Work to do:
Find each line in the records below that contains the string "cloud" and copy it out in full. The match is case-sensitive.

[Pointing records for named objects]
------------------------------------------------

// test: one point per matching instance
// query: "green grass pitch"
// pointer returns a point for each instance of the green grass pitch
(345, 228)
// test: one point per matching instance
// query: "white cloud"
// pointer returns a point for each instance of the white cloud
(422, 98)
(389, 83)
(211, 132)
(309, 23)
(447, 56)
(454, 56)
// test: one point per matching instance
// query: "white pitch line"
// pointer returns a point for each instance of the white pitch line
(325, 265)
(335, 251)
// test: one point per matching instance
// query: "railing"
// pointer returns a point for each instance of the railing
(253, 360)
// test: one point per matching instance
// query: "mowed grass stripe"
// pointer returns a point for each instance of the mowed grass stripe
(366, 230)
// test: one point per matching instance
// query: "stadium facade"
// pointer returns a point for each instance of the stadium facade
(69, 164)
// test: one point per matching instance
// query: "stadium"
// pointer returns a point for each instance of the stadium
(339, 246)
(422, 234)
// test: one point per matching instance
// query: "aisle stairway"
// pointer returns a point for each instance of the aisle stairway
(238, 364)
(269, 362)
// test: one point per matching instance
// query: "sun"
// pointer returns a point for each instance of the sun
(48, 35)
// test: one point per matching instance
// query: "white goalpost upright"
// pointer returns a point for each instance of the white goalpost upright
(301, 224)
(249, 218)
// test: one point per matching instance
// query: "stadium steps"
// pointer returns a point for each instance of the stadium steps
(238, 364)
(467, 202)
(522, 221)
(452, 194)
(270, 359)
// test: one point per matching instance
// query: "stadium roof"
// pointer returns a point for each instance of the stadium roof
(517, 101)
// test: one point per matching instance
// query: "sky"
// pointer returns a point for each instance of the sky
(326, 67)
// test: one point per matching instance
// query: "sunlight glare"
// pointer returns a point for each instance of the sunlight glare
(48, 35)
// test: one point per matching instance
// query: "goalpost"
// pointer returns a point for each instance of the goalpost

------------------------------------------------

Answer to the task:
// query: "white cloud"
// pointer returns a point for each instance of the white cloud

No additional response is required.